[start Given passage]

Makematics · Jul 11, 2013

wat? 'express your answer as a rational number'... is dis possible?

JT145 · Jul 12, 2013

@Heroic Pandas

In your third line did you multiply the whole thing by the square root of x

Because then wouldn't the numerator be x (square root of x)

If that makes sense

Menomaths · Jul 12, 2013

JT145 said:
@Heroic Pandas

In your third line did you multiply the whole thing by the square root of x

Because then wouldn't the numerator be x (square root of x)

If that makes sense

When you multiply by square root x you get x square root x on the numerator but you also get a x at the denominator. The denominator x cancel's the numerator x leaving you with square root x / square root 2.

girlworld_club · Jul 12, 2013

lol. how did i manage to get 8 / root 2. exactly the reverse.

how would you work out this answer without simplifying it first. if anyone is bothered that would be much appreciated.

HeroicPandas · Jul 12, 2013

girlworld_club said:
lol. how did i manage to get 8 / root 2. exactly the reverse

feel free to post up ur working out, and any BoSer will check it and identify and correct mistakes

girlworld_club · Jul 12, 2013

This is going to be so hard to see:

Ok.

y = x/root2x
= x(2x)^1/2
y' = (2x)^1/2 + 1/2(2x)^-1/2 . 2 . x
= root 2x + x/ root 2x
sub 4 in:
= root 8 + 4/root8
= 12/ root8
= 3root 8/2

what did i do wrong??

HeroicPandas · Jul 12, 2013

girlworld_club said:
This is going to be so hard to see:

Ok.

y = x/root2x
= x(2x)^1/2
y' = (2x)^1/2 + 1/2(2x)^-1/2 . 2 . x
= root 2x + x/ root 2x
sub 4 in:
= root 8 + 4/root8
= 12/ root8
= 3root 8/2

what did i do wrong??

[end Given passage]
[start Dataset]

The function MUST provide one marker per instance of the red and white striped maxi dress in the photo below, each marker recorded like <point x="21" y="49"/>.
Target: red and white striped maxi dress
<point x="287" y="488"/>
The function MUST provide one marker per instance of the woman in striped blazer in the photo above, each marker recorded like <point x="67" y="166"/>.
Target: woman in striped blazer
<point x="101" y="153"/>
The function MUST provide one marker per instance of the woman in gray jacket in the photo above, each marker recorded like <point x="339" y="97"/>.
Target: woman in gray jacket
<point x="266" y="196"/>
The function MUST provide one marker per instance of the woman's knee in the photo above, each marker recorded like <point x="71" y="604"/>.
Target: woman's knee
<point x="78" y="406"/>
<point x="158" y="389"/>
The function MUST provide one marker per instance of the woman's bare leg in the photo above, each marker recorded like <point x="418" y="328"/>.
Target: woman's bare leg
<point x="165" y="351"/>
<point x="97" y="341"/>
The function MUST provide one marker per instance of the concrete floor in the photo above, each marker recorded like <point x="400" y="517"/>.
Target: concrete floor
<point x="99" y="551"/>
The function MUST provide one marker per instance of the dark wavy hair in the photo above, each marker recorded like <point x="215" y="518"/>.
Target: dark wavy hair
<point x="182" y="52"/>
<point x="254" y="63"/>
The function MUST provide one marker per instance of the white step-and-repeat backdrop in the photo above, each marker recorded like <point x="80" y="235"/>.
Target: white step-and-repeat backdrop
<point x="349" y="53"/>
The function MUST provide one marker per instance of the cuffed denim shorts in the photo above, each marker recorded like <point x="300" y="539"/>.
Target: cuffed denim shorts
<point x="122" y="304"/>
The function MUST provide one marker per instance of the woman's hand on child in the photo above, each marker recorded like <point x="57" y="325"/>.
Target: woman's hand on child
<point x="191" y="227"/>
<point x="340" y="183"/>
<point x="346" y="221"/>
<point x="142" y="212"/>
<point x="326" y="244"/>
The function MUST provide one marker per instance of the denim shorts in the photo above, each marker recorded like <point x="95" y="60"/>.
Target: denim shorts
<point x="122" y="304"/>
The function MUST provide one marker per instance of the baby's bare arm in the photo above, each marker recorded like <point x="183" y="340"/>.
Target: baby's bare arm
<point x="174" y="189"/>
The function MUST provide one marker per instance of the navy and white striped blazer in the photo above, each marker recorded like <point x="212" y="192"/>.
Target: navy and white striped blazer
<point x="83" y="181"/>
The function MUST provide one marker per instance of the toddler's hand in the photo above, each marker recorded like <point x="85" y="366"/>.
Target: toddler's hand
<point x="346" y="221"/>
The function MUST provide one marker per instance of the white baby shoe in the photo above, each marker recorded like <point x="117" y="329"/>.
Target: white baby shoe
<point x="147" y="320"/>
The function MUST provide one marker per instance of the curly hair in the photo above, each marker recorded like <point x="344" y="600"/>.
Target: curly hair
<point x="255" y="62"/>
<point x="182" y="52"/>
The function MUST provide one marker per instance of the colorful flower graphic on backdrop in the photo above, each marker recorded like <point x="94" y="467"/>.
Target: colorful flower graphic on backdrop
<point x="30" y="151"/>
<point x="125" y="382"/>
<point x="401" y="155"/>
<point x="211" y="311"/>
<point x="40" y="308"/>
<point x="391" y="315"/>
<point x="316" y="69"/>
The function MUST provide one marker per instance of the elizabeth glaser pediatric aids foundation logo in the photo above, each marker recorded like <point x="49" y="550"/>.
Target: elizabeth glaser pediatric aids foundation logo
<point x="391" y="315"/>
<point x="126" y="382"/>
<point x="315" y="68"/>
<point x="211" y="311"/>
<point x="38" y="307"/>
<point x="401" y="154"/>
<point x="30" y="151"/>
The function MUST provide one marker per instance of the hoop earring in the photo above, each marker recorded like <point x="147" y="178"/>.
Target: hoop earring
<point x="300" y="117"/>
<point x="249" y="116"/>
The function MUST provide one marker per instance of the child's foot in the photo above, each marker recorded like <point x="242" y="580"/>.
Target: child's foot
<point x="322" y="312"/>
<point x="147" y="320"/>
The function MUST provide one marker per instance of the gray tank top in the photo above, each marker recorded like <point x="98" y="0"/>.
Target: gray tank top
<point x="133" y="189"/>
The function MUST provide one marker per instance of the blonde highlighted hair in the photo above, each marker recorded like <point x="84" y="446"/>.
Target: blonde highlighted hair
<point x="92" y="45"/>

[end Dataset]

Set exercise 1: Print the forum thread from "When you multiply" up to and including "square root 2.".
Set exercise 2: Decide whether each statement agrees with the forum thread, answering yes or no and quoting the words that settle it: (a) girlworld_club arrived at 8 / root 2 as an answer. (b) Menomaths says that multiplying by square root x leaves square root x / square root 2. (c) JT145 posted on Jul 11, 2013.
Set exercise 3: Go on with the forum thread from where it stops.
The items are separate material and have nothing to do with the forum thread.

Exercise answer 1:
When you multiply by square root x you get x square root x on the numerator but you also get a x at the denominator. The denominator x cancel's the numerator x leaving you with square root x / square root 2.

Exercise answer 2:
(a) Yes: "how did i manage to get 8 / root 2"
(b) Yes: "leaving you with square root x / square root 2."
(c) No: "JT145 · Jul 12, 2013"

Exercise answer 3:
bringing index up, means pwoer is negative

girlworld_club · Jul 12, 2013

wooopsss. but i still don't manage to get the correct answer. now it just complicates things by having

y' = 1/ root2x - x / root (2x)^3

bedpotato · Jul 12, 2013

girlworld_club said:
wooopsss. but i still don't manage to get the correct answer. now it just complicates things by having

y' = 1/ root2x - x / root (2x)^3

Try using the quotient rule. That's what I used without simplifying it, and I got sqrt(2)/8.

HeroicPandas · Jul 12, 2013

girlworld_club said:
wooopsss. but i still don't manage to get the correct answer. now it just complicates things by having

y' = 1/ root2x - x / root (2x)^3

such a complicated pathway would only provide u misery, so we must look for another way to approach this question

The golden rule for all differentiating or integrating question: simplify the question so that it can be easily differentiated or integrated

MENTALITY (A)

$y = \frac{x}{\sqrt{2x}} \\ \\ y = \frac{x}{\sqrt{2}\cdot \sqrt{x}} \left ( $square root laws: \sqrt{ab} = \sqrt{a}\cdot\sqrt{b} \right ) \\ \\ y = $\frac{x^{1-\frac{1}{2}}}{\sqrt{2}} \left ( $using index laws: $\frac{x^a}{x^b} = x^{a-b} \right ) \\ \\ y = \frac{x^{-\frac{1}{2}}}{\sqrt{2}} \\ \\ y = \frac{1}{\sqrt{2}}\cdot x^{\frac{1}{2}}$

MENTALITY (B)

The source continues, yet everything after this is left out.